Task prompt → Pick out and copy every line of the material below that contains the string "photo". Case counts.

Supplied records →
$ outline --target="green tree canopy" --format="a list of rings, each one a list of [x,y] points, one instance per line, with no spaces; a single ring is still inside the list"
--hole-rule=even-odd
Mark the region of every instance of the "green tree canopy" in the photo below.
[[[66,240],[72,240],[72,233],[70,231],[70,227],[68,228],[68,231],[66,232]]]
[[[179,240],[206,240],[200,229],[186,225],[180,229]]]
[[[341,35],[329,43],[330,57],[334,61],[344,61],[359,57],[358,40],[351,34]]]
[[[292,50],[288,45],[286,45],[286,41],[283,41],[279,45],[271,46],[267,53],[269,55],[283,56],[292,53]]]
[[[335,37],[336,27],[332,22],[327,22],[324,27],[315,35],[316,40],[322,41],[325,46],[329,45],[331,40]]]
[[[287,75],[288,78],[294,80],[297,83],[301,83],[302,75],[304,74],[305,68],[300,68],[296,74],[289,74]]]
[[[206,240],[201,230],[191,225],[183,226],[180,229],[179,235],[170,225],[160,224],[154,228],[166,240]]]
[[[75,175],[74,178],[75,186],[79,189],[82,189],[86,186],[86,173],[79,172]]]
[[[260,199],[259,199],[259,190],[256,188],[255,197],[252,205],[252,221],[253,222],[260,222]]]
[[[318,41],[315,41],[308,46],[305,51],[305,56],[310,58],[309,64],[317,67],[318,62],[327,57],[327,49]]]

--

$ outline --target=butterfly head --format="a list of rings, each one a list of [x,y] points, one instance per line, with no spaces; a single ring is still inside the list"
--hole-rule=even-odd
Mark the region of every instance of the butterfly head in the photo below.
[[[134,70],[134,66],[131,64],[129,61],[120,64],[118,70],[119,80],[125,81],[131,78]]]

--

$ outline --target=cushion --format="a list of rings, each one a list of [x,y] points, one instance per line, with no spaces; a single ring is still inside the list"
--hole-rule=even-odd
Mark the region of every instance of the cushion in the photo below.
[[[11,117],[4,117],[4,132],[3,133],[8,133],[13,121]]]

Completed exercise →
Mark the region of every instance of the "green tree canopy" in the photo below.
Mark the region of every instance of the butterfly head in the photo below.
Mark the region of every instance of the cushion in the photo below.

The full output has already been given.